→ **The task**: Copy every record word for word.

→ **Task inputs**:
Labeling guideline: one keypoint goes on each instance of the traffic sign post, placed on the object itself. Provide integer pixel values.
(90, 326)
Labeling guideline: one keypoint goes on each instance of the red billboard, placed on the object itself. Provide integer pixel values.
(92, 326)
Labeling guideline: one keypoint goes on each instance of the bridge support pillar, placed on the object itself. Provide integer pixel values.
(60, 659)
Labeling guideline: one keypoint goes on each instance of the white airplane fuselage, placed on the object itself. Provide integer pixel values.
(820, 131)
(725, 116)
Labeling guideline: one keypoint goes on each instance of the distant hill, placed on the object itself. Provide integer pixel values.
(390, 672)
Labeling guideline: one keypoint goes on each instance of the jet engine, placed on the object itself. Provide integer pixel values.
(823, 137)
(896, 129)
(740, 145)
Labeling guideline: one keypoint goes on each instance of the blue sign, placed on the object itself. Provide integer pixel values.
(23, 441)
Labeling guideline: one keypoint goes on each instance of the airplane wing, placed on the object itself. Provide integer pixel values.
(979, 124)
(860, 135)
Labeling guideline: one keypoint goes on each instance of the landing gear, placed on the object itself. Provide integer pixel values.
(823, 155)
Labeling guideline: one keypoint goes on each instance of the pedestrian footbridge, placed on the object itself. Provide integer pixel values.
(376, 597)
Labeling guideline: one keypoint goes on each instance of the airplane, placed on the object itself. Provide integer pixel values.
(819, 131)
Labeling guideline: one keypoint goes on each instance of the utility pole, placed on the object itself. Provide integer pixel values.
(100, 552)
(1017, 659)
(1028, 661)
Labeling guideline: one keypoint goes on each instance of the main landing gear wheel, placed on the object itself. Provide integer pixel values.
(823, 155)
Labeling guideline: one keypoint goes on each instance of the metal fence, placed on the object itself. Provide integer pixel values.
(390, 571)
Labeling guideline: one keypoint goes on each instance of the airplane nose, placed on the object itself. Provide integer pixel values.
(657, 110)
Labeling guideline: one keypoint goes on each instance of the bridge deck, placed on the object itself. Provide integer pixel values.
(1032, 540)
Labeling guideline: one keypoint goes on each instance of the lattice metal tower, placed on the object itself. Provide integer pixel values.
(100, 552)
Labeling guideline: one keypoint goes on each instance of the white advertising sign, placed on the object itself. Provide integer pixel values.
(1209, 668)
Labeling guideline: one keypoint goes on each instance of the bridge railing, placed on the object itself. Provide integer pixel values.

→ **Full output**:
Labeling guideline: one keypoint goes on each instance of the traffic sign post, placed on the object itself. Provide integer pixel values.
(90, 326)
Labeling guideline: one keypoint goes on each instance of the red billboard, placed on the object itself. Provide integer pixel values.
(92, 326)
Labeling guideline: one keypoint goes on each instance of the bridge support pillar, placed on the object itself. Provide integer pixel values.
(60, 659)
Labeling guideline: one keypoint goes on each instance of the white airplane fuselage, placed on the object itself. Provide integer pixel values.
(820, 131)
(725, 116)
Labeling guideline: one keypoint goes on each instance of the distant hill, placed on the object itself. Provide integer pixel values.
(390, 672)
Labeling guideline: one keypoint goes on each instance of the jet engine, placed on the object itself. Provide integer pixel values.
(823, 137)
(896, 129)
(740, 145)
Labeling guideline: one keypoint goes on each instance of the blue sign, placed on the object itself. Provide integer pixel values.
(23, 441)
Labeling guideline: one keypoint goes on each instance of the airplane wing, placed on the object itself. Provide integer pixel values.
(979, 124)
(860, 135)
Labeling guideline: one keypoint goes on each instance of the landing gear, placed on the object itself. Provide integer pixel values.
(823, 155)
Labeling guideline: one keypoint goes on each instance of the pedestrian footbridge, placed on the object itself. Provide integer pixel values.
(376, 597)
Labeling guideline: one keypoint goes on each instance of the airplane, placed on the object itself. Provide integer pixel values.
(819, 131)
Labeling guideline: one keypoint goes on each instance of the utility pole, placed on the object itself. Provide integer pixel values.
(100, 552)
(1017, 659)
(1028, 661)
Labeling guideline: one keypoint goes on each instance of the main landing gear wheel, placed on the object itself. Provide integer pixel values.
(823, 155)
Labeling guideline: one keypoint goes on each instance of the metal fence, placed on the object itself. Provide integer pixel values.
(390, 571)
Labeling guideline: one keypoint goes on each instance of the airplane nose, placed on the object itself. Provide integer pixel values.
(657, 110)
Labeling guideline: one keypoint goes on each instance of the bridge deck, placed on the object itself. Provide integer pixel values.
(1032, 540)
Labeling guideline: one keypoint goes on each instance of the lattice metal tower, placed on the object itself. Provide integer pixel values.
(100, 552)
Labeling guideline: one keypoint goes on each instance of the white advertising sign, placed on the object itself. Provide integer pixel values.
(1209, 668)
Labeling guideline: one keypoint goes on each instance of the bridge railing, placed on the object itself. Provide integer pixel values.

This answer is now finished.